§ **Instructions for the task**
List every line in the records below that contains the string "upside".

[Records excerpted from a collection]
########################################
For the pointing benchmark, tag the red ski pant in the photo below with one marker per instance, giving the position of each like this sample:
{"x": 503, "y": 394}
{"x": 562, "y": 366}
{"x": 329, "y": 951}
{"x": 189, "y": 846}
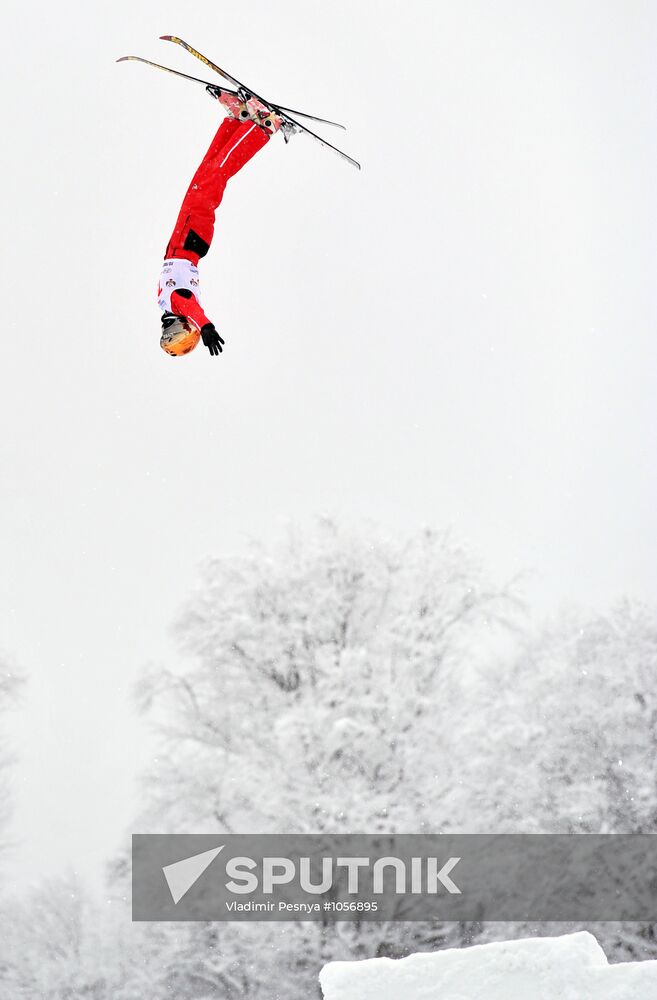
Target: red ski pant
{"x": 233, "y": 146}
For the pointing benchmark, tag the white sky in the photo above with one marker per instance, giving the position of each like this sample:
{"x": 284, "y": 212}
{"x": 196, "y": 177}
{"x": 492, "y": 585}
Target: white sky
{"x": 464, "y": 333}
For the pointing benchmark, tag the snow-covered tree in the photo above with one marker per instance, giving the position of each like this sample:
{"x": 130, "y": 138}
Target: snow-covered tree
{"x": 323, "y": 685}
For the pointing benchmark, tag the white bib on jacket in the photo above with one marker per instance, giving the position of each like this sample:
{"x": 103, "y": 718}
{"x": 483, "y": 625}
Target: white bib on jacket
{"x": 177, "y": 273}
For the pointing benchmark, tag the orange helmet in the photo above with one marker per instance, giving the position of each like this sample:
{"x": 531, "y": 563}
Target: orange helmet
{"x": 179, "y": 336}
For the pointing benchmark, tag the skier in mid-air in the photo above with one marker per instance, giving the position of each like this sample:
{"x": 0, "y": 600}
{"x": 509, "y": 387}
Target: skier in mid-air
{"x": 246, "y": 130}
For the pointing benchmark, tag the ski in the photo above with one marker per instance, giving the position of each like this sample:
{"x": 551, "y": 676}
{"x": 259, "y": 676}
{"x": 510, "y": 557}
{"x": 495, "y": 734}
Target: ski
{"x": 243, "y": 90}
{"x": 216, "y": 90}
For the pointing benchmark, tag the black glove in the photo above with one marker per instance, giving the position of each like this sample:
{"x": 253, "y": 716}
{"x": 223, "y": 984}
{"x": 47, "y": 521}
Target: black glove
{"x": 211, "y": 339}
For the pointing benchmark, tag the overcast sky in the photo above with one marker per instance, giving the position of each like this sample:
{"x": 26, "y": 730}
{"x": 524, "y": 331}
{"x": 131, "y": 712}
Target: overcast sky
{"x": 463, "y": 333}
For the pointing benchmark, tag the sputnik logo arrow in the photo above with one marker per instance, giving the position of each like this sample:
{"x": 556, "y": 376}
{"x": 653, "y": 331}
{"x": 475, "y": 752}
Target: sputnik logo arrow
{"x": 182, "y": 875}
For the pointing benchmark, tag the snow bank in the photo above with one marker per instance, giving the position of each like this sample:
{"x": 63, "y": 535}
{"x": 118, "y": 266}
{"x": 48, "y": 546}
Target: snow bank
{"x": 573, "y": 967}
########################################
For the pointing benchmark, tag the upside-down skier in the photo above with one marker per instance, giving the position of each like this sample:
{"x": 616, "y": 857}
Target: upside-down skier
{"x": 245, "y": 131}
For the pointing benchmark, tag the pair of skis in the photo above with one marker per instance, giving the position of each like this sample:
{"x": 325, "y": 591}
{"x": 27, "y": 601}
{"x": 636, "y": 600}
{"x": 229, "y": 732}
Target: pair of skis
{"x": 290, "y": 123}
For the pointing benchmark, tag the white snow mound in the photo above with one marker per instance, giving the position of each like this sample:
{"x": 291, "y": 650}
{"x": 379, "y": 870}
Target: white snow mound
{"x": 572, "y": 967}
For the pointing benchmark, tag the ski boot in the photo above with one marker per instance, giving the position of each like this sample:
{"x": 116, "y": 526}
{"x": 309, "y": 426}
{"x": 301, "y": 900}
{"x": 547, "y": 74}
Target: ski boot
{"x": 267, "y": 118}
########################################
§ **Answer below**
For the pointing benchmark, tag the upside-down skier in the photo above with one marker per instance, giving the position of each like this sample:
Target: upside-down skier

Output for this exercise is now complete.